------ Recorded information
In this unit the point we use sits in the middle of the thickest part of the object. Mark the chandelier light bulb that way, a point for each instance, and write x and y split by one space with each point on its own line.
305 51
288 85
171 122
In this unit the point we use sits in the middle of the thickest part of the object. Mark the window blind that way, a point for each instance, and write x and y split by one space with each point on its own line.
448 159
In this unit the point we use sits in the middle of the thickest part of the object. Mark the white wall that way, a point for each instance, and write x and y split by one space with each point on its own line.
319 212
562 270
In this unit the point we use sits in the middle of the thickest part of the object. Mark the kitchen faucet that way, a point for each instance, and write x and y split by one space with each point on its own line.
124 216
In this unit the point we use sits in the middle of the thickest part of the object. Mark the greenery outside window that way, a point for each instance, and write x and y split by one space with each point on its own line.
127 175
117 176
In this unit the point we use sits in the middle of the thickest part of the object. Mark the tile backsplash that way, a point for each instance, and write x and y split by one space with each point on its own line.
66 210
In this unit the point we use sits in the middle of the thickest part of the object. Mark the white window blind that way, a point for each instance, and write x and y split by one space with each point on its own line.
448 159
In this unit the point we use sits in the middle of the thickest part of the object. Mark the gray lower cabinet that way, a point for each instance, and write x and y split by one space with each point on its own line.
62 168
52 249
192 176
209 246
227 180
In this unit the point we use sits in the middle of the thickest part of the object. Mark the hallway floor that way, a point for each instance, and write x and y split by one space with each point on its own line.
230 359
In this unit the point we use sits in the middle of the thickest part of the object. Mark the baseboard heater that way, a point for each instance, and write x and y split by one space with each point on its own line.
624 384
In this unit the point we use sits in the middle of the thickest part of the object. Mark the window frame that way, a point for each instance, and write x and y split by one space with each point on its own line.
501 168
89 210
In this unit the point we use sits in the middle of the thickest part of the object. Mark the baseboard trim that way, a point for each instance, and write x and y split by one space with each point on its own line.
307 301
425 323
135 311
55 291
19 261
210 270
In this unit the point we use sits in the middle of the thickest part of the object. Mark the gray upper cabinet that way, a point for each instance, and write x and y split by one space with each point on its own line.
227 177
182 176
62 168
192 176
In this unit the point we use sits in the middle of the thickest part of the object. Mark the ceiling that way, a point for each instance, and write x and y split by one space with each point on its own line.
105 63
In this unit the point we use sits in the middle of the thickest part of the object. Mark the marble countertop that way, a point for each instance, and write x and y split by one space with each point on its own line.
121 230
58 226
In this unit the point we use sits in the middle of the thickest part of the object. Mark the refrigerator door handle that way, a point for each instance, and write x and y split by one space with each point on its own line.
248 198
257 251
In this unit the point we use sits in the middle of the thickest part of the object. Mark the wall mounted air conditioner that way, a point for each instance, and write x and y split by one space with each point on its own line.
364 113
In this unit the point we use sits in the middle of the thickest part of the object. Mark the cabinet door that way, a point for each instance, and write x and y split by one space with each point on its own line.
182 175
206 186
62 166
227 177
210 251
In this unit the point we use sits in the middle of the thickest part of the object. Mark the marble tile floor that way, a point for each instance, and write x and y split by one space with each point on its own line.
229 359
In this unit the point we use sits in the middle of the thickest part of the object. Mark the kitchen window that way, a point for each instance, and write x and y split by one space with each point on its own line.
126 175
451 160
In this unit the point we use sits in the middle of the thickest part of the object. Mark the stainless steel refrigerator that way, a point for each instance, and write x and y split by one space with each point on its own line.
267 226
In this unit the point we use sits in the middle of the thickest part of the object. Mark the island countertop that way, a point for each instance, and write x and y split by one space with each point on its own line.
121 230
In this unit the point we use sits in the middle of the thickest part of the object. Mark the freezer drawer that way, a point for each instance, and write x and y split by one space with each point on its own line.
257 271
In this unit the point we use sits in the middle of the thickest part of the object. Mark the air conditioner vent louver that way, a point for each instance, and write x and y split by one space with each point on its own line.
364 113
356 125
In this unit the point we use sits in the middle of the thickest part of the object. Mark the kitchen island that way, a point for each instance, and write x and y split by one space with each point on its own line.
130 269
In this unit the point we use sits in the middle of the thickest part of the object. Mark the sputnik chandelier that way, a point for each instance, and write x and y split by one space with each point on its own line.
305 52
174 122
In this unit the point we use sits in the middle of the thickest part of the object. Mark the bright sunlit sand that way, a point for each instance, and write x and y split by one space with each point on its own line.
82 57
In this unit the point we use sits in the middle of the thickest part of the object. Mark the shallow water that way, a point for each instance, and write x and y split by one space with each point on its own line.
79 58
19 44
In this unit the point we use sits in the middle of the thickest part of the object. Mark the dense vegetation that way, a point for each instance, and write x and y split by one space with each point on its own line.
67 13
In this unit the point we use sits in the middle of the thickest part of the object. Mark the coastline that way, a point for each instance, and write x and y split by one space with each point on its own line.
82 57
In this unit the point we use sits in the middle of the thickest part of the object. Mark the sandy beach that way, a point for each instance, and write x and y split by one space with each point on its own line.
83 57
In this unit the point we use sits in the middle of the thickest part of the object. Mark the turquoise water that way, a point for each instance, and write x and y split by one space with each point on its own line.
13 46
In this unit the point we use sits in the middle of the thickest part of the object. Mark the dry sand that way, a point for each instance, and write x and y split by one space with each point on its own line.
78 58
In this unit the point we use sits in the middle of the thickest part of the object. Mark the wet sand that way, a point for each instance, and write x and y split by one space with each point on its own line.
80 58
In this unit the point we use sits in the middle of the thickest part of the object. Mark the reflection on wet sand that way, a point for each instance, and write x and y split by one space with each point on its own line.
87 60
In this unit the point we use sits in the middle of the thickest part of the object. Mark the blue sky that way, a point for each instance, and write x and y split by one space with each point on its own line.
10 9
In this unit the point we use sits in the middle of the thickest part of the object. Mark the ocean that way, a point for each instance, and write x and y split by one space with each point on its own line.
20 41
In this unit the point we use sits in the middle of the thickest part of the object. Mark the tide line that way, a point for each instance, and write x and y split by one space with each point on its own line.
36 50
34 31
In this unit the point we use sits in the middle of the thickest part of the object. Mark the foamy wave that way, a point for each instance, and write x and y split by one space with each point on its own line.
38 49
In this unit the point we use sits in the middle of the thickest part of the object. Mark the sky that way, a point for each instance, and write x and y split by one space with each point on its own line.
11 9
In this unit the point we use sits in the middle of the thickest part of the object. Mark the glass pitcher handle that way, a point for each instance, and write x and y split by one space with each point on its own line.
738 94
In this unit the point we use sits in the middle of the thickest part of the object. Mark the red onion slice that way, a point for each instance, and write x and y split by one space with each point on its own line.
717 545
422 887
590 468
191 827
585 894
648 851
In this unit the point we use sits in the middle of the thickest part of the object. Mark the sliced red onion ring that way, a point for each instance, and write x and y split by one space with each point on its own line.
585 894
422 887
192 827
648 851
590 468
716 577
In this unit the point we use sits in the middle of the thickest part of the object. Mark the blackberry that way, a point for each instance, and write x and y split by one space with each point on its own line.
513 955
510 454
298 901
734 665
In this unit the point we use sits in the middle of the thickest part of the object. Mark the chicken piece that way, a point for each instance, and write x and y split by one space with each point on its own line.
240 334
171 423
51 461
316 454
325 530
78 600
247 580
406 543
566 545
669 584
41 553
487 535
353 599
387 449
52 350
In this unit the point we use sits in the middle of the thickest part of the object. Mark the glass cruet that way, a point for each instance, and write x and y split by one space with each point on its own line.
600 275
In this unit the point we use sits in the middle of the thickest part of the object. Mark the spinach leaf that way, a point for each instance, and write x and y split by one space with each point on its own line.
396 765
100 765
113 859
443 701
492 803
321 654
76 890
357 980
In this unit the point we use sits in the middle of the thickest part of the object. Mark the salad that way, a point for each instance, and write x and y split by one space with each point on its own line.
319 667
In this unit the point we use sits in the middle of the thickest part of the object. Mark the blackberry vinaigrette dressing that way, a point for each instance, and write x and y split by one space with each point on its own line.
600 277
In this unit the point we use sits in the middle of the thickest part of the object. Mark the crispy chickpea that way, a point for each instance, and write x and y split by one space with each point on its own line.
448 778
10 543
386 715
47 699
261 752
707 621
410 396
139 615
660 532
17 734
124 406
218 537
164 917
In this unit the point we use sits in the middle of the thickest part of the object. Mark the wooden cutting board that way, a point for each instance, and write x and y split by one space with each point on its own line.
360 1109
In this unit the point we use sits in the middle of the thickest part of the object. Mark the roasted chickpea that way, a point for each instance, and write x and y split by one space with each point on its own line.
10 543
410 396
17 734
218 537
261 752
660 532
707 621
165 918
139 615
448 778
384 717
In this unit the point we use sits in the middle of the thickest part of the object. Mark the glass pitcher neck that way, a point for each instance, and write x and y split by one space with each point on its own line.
------------
*Your objective:*
Retype only the lines running from the line with "the glass cruet" to the end of the listing, including both of those lines.

*Exercise response:*
In this unit the point we use sits in the middle of the thickest part of the object. Mark the glass cruet that way, a point for each instance, and write x and y split by one space with each point on its own line.
600 275
In this unit the point we use sits in the middle of the thickest part of the object. Mark the spinach leaf that way, a point for each instance, and write x and y split by one space with each point on its own line.
396 765
100 765
113 859
443 701
492 803
321 654
76 890
357 980
In this unit the point we use sits in the middle of the thickest part of the object. Mark the salad that way, a point for each instance, and write x and y split by one space with each point on its own line.
319 667
In this unit the point we use sits in the middle of the thickest part of the object. Mark the blackberry vinaigrette dressing that way, a point for each instance, and write x and y split by one space with each point on its own line.
600 277
In this unit the point we use sits in the middle of the thickest part of the object. Mark the crispy chickpea that way, a point for each instance, and write x and y split by one space with each point on its own line.
448 778
10 543
386 715
47 699
261 752
707 621
410 396
139 615
660 532
17 734
124 406
218 537
164 917
In this unit the point we use sits in the middle of the thickest part of the object. Mark the wooden cutting board that way, a point for each instance, and write x and y split by one space with each point on its own line.
360 1109
In this unit the point we use sits in the middle of the thickest part of the object. Mark the roasted chickpea that way, a point for each instance, and write x and y split by one space with each point on its own line.
10 543
410 396
17 734
218 537
261 752
660 532
707 621
165 918
139 615
448 778
384 717
In this unit the point we use sits in the middle of the thickest part of the object. Mark the glass pitcher neck that way, a point for each instance, and write x and y split by one space with each point on its own line.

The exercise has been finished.